:: Data extract ::
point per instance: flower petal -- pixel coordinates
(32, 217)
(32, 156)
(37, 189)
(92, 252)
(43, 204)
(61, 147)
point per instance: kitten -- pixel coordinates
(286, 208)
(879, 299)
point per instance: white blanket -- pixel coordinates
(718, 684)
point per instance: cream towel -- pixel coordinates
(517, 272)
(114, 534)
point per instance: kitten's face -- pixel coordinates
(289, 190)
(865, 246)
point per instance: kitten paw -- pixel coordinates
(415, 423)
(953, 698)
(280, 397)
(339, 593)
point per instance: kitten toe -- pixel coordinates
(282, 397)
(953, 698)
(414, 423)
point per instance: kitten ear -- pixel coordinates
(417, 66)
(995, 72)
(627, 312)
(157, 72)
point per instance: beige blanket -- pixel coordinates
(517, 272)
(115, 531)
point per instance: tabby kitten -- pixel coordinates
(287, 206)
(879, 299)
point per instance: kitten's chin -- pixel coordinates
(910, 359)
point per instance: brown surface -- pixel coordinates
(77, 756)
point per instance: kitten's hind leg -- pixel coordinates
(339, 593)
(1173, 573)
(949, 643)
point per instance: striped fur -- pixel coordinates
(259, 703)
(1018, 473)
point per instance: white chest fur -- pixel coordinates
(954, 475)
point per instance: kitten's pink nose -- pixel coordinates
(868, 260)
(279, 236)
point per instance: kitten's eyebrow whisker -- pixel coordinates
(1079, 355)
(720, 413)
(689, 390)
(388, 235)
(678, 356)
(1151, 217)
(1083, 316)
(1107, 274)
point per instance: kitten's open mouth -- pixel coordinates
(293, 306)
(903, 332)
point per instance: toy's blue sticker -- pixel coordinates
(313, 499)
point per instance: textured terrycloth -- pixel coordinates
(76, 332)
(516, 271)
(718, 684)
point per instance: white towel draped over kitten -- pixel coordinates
:::
§ Problem:
Rewrite the rows above, substituting "image coordinates" for each occurrence of "pixel coordinates". Keep everything else identical.

§ Task response:
point per instance: flower petal -- image coordinates
(32, 217)
(32, 156)
(37, 189)
(92, 252)
(43, 204)
(61, 147)
point per instance: kitten -- image coordinates
(286, 208)
(879, 299)
point per instance: white blanket -- image coordinates
(718, 684)
point per instance: cream towel -- image coordinates
(517, 272)
(114, 534)
point per instance: kitten's face -- image coordinates
(289, 190)
(865, 246)
point per instance: kitten paw -- image coordinates
(415, 423)
(953, 698)
(280, 397)
(339, 593)
point per instance: kitten toe -- image coordinates
(282, 397)
(953, 698)
(414, 423)
point per instance: kitten ear -- image coordinates
(417, 66)
(995, 72)
(627, 312)
(157, 72)
point per instance: beige blanket -- image coordinates
(517, 272)
(115, 531)
point per instance: tabby kitten -- image coordinates
(287, 206)
(879, 299)
point per instance: kitten's chin -- image coordinates
(910, 359)
point per instance: brown surface -- image coordinates
(77, 756)
point per instance: kitten's hind leg -- image coordinates
(339, 593)
(1173, 573)
(949, 643)
point per instance: striped fur -- image coordinates
(259, 703)
(1018, 473)
point per instance: white chest fur -- image coordinates
(954, 475)
point per instance: kitten's pink nose -- image coordinates
(868, 260)
(279, 236)
point per instance: kitten's eyebrow whisker -- image coordinates
(1079, 355)
(720, 413)
(689, 390)
(388, 235)
(678, 356)
(1151, 217)
(1083, 316)
(1107, 274)
point per instance: kitten's open mouth -- image coordinates
(293, 306)
(903, 332)
point per instance: toy's blue sticker -- image coordinates
(313, 499)
point per instance: textured terrycloth -- image coordinates
(76, 332)
(516, 271)
(718, 684)
point per instance: white towel draped over kitten -- image coordinates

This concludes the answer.